> _Texto de lectura_
El Partido de los Trabajadores ha ganado apenas cuatro gobernaciones, de un total de 27. Sao Paulo, el estado-gigante y el pulmón industrial del país, está sólidamente en manos de la oposición, con José Serra a la cabeza. Si antes Lula y sus aliados tenían diez votos menos de los necesarios para obtener mayoría en la Cámara de Diputados –causa de buena parte de la reciente corrupción-, hoy su fuerza legislativa es más raquítica. En el laberíntico sistema político brasileño, en el que las gobernaciones tienen mucho poder sobre los legisladores porque controlan la recaudación local y en el que el Congreso está endémicamente atomizado, esto garantiza un período de inmovilismo y acritud en los próximos años.
Mala noticia para quien gane la segunda vuelta. Urge hacer cambios en Brasil: la economía va a un ritmo lento en comparación con muchos otros países “emergentes” y la pobreza sólo ha caído un 1 por ciento desde 2002. También son necesarias las reformas porque el sofocante sistema estatal tiende a la corrupción.
El año pasado la economía creció 2,6 por ciento y este año el crecimiento no superará el 3 por ciento. Según el Instituto de Pesquisa Económica y Aplicada, casi 54 millones de brasileños son pobres, de los cuales algo menos de la mitad son miserables. El programa “Bolsa Familia” de Lula –parte del esquema asistencialista “Hambre Cero”- otorga 24 dólares al mes a más de 11 millones de familias a cambio de que envíen a los hijos a la escuela y los vacunen. Si no fuera por esta ayuda no productiva, el gobierno no podría ufanarse de haber sacado a 6 millones de brasileños de la pobreza. A todas luces, esto es muy poca cosa en comparación con China, India y Sudáfrica, los referentes internacionales de Lula.
Precisamente porque el sistema político brasileño hace endemoniadamente difícil la toma de decisiones y el Estado limita la creación de riqueza (ciertas empresas llegan a pagar 61 impuestos diferentes), la corrupción ha proliferado. Como se recuerda, un diputado aliado de Lula denunció en 2005 que había recibido sobornos por su voto en el Congreso, lo mismo que otros legisladores. Fue la punta de una madeja interminable. El país descubrió un esquema sistemático de compra de votos legislativos, financiamiento ilegal de partidos y coimas empresariales que abarcaba a buena parte de la clase política. Lula parecía políticamente acabado, pero levantó cabeza en parte porque el Congreso le perdonó la vida y sus compatriotas también. El origen del problema sigue allí, carcomiendo la confianza de la población en sus instituciones.
Para la región iberoamericana, Lula debió representar un impulso a la modernización de la izquierda pero, en vista de que su gobierno mantiene una política exterior disonante con la sensatez de su conducción interna, ha ocurrido lo contrario. El ex Presidente Fernando Henrique Cardoso me dice que el liderazgo “retórico y contradictorio” de Lula ha permitido a los cabezacalientes ganar espacios. La alianza laxa que su gobierno, en buena parte bajo orientación de Marco Aurelio García, “canciller” paralelo desde el Palacio de Planalto, ha forjado con Hugo Chávez refuerza la posición del venezolano. Brasil ha comprometido su voto por Venezuela para que este país consiga un asiento en el Consejo de Seguridad y respaldo brasileño el delirante proyecto venezolano relacionado con la construcción de un gasoducto de 8 mil kilómetros a través de la Amazonia.
La apuesta de Lula por mantener al Mercosur alejado de cualquier acuerdo comercial con Estados Unidos u otras zonas prósperas indica hasta qué punto su política exterior padece los viejos tics latinoamericanos, aun si Lula evita las estridencias demagógicas de su vecino bolivariano. La reelección de Lula garantizará que América Latina continúe a media máquina durante los próximos años.

> _Entradas mostradas_
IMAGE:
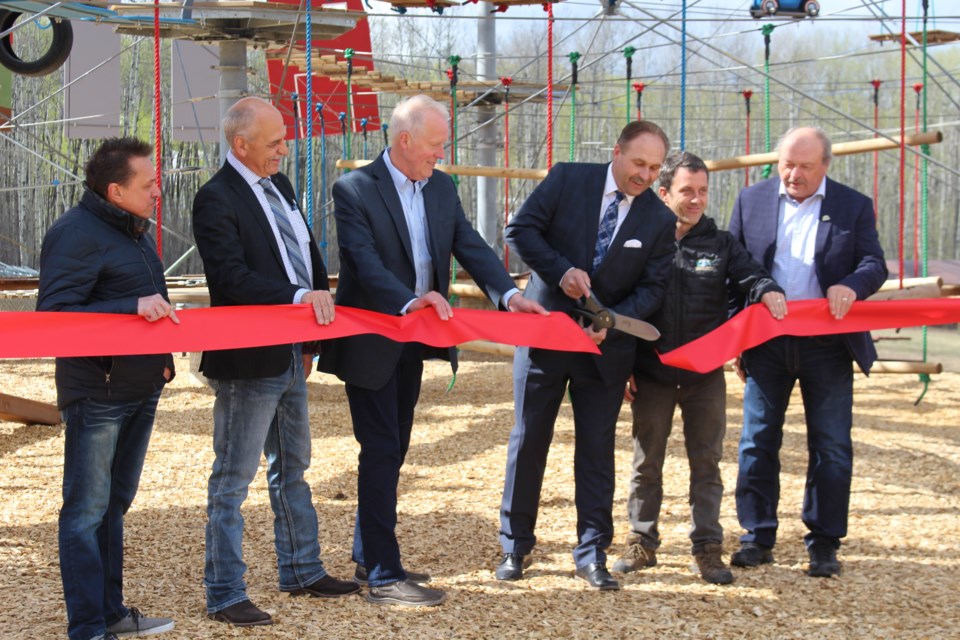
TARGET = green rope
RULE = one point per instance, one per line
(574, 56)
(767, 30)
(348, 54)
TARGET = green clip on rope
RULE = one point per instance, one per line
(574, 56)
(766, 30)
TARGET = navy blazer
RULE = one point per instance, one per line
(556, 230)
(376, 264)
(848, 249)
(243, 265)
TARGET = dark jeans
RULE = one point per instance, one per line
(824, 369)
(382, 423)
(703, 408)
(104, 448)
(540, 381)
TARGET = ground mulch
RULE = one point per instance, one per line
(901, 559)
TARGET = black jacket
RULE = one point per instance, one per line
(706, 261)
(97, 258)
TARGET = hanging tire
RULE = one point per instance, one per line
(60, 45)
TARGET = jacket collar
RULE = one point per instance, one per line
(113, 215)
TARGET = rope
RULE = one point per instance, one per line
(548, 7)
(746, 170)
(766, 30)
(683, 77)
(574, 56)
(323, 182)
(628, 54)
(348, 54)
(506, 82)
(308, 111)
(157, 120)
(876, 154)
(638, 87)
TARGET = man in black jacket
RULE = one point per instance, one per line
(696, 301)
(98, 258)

* * *

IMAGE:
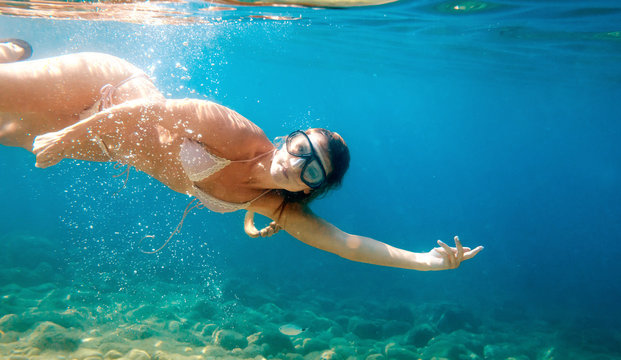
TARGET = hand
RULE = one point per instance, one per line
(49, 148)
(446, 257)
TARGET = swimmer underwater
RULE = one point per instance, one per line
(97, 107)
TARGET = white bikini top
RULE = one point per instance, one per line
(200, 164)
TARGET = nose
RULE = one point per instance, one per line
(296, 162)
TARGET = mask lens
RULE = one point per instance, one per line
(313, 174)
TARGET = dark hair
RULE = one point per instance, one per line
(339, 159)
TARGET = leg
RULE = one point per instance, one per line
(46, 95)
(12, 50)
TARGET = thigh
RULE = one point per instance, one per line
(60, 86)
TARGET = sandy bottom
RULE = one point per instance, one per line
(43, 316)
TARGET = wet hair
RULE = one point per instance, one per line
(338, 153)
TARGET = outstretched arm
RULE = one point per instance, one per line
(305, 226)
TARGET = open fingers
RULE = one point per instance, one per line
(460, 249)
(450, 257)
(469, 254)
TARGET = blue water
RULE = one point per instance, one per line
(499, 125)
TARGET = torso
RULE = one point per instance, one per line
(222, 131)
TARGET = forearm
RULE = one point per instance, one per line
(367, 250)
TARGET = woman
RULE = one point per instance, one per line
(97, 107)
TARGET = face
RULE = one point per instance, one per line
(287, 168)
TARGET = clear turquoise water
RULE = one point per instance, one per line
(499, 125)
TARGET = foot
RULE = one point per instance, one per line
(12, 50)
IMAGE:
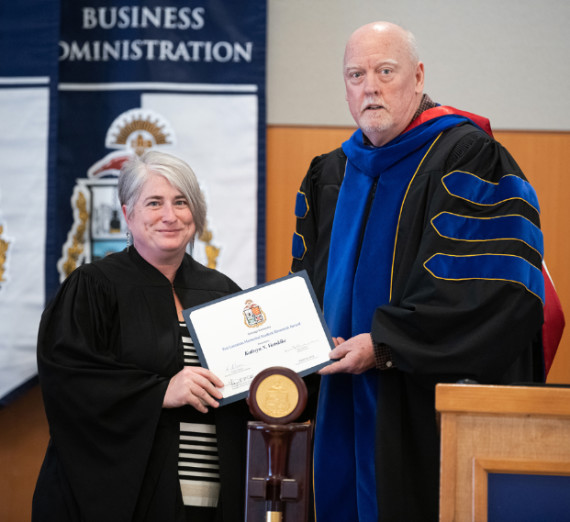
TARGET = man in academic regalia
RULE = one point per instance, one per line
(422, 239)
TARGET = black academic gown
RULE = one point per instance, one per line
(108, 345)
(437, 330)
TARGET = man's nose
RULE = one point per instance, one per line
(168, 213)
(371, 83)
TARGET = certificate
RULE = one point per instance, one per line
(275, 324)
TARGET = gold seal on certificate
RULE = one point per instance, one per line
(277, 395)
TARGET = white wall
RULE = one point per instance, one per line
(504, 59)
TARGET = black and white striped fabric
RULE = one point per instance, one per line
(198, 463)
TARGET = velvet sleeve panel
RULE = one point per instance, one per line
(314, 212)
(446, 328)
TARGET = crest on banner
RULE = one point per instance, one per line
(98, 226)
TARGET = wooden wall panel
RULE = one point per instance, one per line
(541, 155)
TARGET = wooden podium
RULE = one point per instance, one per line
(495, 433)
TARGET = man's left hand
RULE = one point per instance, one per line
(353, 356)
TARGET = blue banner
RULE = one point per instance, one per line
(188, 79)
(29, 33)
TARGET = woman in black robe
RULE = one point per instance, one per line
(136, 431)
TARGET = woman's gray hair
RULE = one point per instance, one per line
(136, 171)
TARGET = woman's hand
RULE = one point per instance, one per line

* * *

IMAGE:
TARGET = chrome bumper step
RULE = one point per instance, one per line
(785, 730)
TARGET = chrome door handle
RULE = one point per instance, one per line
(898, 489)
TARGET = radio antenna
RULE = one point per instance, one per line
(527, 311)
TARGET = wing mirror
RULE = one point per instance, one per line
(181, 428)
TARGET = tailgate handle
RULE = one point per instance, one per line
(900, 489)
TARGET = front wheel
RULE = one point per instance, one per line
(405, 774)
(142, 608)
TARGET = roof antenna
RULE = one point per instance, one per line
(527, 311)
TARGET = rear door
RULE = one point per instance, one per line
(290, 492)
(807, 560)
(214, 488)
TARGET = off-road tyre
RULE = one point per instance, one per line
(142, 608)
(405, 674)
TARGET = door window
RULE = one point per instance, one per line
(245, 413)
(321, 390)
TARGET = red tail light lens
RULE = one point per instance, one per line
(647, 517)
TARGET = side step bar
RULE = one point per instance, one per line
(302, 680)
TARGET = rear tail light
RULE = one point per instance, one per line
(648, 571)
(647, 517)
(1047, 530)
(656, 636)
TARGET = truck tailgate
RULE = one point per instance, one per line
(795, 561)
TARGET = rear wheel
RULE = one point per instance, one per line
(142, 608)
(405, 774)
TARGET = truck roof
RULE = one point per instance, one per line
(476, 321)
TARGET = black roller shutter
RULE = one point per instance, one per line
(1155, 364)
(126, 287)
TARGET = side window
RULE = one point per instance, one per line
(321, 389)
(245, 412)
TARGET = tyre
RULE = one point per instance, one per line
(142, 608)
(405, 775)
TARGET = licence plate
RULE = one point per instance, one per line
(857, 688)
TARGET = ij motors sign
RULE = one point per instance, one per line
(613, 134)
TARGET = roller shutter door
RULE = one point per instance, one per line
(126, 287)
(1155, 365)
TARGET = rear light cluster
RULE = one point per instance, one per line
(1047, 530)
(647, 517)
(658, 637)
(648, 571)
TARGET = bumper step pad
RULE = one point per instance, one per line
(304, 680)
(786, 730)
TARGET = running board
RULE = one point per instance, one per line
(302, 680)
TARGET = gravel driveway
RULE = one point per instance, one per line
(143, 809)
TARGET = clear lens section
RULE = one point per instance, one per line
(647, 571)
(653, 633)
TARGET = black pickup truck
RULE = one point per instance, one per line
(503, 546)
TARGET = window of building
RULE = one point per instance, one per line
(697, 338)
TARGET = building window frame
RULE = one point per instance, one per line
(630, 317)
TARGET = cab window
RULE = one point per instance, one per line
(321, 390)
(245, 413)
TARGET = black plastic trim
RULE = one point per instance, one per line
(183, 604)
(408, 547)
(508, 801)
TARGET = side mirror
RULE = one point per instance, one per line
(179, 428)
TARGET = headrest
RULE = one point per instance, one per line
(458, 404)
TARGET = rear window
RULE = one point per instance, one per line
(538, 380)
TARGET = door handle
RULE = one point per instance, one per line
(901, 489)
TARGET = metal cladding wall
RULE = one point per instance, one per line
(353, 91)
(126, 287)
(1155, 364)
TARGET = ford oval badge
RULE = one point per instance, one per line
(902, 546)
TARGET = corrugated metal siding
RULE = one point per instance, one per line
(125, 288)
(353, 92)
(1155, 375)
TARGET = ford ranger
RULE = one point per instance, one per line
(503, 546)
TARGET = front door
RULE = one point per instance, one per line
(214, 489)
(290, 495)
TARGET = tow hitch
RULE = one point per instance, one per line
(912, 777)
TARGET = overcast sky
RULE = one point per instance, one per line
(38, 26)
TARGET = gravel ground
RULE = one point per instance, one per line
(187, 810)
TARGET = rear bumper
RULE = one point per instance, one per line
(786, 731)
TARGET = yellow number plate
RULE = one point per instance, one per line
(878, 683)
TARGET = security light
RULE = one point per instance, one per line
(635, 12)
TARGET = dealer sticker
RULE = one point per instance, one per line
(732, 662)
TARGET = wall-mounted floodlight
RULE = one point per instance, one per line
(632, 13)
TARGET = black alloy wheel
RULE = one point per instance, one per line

> _Cómo resolverla_
Transcribe literalmente el fragmento del texto sobre la política brasileña que va desde "El año pasado" hasta "internacionales de Lula.", incluidas ambas expresiones.

> _Resultado obtenido_
El año pasado la economía creció 2,6 por ciento y este año el crecimiento no superará el 3 por ciento. Según el Instituto de Pesquisa Económica y Aplicada, casi 54 millones de brasileños son pobres, de los cuales algo menos de la mitad son miserables. El programa “Bolsa Familia” de Lula –parte del esquema asistencialista “Hambre Cero”- otorga 24 dólares al mes a más de 11 millones de familias a cambio de que envíen a los hijos a la escuela y los vacunen. Si no fuera por esta ayuda no productiva, el gobierno no podría ufanarse de haber sacado a 6 millones de brasileños de la pobreza. A todas luces, esto es muy poca cosa en comparación con China, India y Sudáfrica, los referentes internacionales de Lula.